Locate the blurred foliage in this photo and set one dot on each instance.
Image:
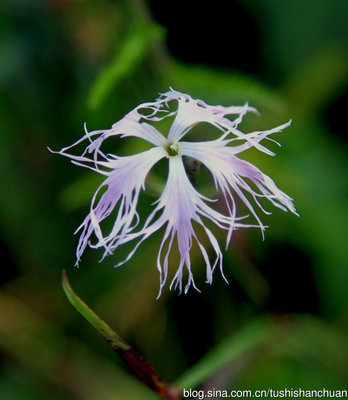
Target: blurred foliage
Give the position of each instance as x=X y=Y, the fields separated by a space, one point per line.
x=283 y=319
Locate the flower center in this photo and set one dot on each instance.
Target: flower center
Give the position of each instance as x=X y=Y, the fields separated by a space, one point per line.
x=172 y=149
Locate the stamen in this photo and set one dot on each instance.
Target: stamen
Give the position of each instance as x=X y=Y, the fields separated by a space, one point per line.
x=172 y=149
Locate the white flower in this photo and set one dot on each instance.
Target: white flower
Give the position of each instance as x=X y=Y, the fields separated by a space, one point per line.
x=180 y=204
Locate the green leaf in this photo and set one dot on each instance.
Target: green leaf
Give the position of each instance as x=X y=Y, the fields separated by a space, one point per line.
x=127 y=58
x=248 y=338
x=139 y=366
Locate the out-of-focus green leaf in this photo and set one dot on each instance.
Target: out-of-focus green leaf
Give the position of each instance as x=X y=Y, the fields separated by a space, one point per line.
x=314 y=85
x=140 y=367
x=224 y=86
x=247 y=339
x=127 y=58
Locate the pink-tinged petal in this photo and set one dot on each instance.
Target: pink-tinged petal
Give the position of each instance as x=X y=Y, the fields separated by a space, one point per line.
x=230 y=174
x=121 y=187
x=179 y=206
x=191 y=111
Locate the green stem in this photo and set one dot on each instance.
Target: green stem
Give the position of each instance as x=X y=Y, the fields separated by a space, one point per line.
x=139 y=366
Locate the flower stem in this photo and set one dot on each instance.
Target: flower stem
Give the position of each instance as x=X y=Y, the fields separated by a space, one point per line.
x=138 y=365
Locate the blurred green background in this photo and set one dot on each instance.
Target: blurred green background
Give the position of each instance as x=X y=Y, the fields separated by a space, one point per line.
x=283 y=319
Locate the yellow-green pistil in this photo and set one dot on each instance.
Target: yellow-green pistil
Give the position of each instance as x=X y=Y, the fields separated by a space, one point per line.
x=172 y=149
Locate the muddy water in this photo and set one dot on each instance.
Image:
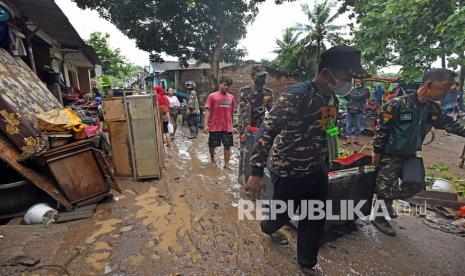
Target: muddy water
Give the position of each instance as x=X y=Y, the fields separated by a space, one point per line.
x=187 y=223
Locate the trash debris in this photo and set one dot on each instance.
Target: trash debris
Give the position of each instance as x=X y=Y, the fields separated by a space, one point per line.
x=108 y=269
x=78 y=213
x=41 y=213
x=461 y=212
x=443 y=185
x=459 y=222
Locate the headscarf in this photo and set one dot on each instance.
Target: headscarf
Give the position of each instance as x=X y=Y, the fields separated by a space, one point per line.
x=161 y=98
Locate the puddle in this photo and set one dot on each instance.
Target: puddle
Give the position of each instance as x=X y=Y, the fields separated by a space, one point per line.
x=98 y=260
x=171 y=221
x=107 y=226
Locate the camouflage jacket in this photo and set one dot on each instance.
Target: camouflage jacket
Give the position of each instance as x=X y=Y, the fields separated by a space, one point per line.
x=298 y=122
x=252 y=106
x=193 y=103
x=404 y=122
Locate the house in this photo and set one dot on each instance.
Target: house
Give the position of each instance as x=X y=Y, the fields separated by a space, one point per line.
x=45 y=38
x=176 y=76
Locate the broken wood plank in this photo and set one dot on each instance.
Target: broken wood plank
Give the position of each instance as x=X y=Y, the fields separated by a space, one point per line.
x=462 y=157
x=79 y=213
x=436 y=202
x=438 y=195
x=9 y=155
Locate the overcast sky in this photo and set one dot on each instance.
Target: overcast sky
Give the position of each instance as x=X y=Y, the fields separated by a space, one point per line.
x=260 y=40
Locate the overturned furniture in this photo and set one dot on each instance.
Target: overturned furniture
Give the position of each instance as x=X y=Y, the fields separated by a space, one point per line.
x=81 y=171
x=135 y=136
x=25 y=149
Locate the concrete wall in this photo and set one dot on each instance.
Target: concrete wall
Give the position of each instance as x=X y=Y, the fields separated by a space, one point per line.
x=84 y=80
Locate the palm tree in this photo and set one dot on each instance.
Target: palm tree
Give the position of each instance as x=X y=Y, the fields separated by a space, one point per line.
x=288 y=42
x=319 y=29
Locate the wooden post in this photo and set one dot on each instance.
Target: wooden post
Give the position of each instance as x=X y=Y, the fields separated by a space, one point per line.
x=463 y=158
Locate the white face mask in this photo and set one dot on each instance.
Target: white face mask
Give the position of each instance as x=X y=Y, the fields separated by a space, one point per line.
x=341 y=88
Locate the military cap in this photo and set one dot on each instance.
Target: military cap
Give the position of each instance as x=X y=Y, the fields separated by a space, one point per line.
x=258 y=70
x=344 y=58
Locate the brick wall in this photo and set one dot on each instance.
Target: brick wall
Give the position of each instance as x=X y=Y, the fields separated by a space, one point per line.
x=241 y=77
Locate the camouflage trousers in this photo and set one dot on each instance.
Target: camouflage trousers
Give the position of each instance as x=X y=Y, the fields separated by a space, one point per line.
x=245 y=153
x=388 y=185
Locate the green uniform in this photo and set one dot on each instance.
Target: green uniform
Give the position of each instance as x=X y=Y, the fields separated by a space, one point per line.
x=299 y=121
x=252 y=106
x=402 y=126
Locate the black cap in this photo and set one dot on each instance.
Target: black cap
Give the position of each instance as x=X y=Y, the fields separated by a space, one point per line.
x=259 y=70
x=344 y=58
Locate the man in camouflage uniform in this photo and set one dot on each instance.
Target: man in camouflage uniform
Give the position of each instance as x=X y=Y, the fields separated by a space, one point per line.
x=193 y=111
x=255 y=101
x=298 y=130
x=402 y=126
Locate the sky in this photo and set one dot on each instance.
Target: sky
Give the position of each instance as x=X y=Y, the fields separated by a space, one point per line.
x=259 y=42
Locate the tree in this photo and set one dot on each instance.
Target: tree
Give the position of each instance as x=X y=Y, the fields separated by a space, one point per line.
x=206 y=30
x=453 y=35
x=114 y=63
x=319 y=28
x=290 y=59
x=401 y=33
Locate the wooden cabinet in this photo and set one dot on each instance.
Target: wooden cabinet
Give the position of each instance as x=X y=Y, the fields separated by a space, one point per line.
x=80 y=171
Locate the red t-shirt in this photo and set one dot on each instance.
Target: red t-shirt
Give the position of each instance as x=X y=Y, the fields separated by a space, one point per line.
x=221 y=108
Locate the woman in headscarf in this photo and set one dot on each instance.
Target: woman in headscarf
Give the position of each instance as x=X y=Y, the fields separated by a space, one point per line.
x=163 y=108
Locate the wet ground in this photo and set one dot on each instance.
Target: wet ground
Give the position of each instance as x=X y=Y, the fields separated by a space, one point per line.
x=186 y=224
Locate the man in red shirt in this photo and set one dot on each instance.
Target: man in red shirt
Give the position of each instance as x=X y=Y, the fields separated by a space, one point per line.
x=218 y=119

---*---

Task prompt: Locate the word "concrete" in the entries, and copy every line where it is found.

Written response:
Locate the concrete wall in this photo and set one dot on each instance.
Target: concrete wall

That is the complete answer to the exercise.